### O QUE SE PEDE
Reproduza literalmente o trecho do texto para análise que começa em "E vocês já estão" e vai até "da 123 Milhas.", inclusive.

### TEXTO PARA ANÁLISE
Eu respeito todos os nossos concorrentes. A CVC é uma empresa com uma trajetória muito grande e seguramente também vai se beneficiar. Mas acho que a Decolar está fazendo as coisas corretamente para capturar muito essa oportunidade que aparece no mercado brasileiro.

E vocês já estão vendo isso nos números? 

As vendas nas últimas duas semanas foram muito mais altas que no começo do mês. E acho que foi por conta dessa crise da 123 Milhas.

E vocês estão fazendo ações proativas para capturar esse cliente? Vão investir mais em marketing, fazer mais campanhas para tentar capturar esse market share que está solto no mercado?

### REGISTROS LISTADOS
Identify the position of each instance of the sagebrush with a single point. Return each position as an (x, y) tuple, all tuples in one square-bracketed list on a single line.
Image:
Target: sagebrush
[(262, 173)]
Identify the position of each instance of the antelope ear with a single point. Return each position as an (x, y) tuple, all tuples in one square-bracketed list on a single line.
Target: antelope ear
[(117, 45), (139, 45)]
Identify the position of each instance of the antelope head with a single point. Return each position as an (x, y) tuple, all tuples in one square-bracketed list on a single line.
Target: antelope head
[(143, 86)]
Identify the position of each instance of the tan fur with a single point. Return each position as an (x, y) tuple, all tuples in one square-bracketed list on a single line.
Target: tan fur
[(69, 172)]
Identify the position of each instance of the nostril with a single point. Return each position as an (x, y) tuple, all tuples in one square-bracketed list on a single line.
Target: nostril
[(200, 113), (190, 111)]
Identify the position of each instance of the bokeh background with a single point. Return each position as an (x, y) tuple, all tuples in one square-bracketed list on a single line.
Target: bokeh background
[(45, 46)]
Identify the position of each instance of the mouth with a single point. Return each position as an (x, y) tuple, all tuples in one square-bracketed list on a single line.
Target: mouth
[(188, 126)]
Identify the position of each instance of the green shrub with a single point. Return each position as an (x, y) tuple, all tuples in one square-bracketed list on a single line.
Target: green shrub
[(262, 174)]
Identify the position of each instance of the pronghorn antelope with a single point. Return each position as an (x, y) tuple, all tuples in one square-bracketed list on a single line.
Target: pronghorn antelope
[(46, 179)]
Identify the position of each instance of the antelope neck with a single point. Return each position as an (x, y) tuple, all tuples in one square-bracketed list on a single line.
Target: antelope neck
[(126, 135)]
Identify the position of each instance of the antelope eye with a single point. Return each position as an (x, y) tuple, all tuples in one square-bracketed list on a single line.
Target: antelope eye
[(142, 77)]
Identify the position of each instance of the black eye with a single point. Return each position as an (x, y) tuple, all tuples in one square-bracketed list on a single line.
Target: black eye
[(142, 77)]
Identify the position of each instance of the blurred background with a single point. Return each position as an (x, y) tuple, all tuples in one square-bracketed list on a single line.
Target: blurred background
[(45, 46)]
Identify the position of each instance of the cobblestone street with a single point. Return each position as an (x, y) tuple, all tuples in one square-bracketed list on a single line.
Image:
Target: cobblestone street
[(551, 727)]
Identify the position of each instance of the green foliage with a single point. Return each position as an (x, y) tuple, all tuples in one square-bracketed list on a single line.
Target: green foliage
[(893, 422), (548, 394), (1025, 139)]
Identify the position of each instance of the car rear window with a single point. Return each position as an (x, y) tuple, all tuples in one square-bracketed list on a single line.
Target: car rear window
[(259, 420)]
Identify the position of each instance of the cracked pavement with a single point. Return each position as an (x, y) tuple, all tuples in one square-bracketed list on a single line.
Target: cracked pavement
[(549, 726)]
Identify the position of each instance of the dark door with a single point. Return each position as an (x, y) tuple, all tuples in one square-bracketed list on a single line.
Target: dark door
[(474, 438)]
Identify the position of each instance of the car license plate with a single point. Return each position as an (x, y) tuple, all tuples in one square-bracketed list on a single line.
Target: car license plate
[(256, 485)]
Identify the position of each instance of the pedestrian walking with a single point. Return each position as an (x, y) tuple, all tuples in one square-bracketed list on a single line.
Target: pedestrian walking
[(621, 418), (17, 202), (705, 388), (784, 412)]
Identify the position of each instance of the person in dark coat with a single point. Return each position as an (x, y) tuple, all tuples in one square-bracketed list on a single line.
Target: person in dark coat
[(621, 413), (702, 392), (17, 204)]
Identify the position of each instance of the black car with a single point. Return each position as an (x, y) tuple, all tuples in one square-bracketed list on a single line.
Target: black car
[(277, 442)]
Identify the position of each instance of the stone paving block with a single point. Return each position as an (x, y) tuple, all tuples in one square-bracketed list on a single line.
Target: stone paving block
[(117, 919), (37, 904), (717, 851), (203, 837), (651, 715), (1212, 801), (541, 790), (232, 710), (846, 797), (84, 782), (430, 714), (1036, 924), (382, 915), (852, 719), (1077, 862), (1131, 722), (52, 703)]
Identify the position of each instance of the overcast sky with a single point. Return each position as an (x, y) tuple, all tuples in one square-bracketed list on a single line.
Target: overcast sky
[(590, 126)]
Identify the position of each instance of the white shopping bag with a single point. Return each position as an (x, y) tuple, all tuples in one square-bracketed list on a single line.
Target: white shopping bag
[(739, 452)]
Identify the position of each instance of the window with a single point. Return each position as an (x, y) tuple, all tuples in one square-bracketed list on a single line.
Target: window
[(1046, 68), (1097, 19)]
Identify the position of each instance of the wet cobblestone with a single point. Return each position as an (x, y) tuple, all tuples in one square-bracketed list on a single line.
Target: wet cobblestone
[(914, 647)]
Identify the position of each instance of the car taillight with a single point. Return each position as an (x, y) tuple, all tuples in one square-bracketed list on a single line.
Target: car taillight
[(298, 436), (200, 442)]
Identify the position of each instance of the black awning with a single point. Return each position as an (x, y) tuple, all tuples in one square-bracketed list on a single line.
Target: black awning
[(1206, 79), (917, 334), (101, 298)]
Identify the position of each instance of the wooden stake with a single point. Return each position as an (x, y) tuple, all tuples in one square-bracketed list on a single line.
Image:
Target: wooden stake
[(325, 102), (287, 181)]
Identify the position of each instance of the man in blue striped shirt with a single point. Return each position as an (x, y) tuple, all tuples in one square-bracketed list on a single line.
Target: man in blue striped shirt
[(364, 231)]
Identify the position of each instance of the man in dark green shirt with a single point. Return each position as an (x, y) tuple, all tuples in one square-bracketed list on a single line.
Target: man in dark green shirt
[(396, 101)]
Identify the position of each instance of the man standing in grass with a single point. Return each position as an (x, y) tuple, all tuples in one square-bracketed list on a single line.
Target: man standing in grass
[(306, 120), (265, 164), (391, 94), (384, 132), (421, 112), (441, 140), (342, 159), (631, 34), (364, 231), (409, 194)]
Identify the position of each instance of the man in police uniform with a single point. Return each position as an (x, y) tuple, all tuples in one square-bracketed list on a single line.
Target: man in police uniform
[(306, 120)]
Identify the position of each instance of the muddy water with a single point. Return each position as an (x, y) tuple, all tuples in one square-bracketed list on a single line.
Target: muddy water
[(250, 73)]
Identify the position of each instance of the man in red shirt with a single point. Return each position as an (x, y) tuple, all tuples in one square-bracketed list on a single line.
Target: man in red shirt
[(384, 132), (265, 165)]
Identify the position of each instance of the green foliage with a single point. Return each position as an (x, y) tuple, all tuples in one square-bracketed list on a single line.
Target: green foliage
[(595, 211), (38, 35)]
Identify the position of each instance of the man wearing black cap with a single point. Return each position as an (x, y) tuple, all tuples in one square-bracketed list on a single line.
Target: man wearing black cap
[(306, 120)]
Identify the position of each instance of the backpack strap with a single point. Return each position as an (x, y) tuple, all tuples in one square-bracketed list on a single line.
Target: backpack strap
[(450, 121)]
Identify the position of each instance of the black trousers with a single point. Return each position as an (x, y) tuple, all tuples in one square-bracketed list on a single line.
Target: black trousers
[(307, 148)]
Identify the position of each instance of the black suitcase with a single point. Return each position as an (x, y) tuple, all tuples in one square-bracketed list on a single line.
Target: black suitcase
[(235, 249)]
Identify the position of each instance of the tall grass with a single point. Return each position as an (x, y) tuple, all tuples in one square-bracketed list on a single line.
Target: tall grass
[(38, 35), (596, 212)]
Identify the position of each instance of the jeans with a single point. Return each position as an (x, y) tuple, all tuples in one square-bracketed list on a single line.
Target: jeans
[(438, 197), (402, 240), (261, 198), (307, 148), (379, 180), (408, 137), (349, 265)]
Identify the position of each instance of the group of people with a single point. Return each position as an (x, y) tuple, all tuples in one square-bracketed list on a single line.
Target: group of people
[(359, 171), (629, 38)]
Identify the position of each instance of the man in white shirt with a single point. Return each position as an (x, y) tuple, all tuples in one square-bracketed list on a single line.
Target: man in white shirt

### RESULTADO
E vocês já estão vendo isso nos números? 

As vendas nas últimas duas semanas foram muito mais altas que no começo do mês. E acho que foi por conta dessa crise da 123 Milhas.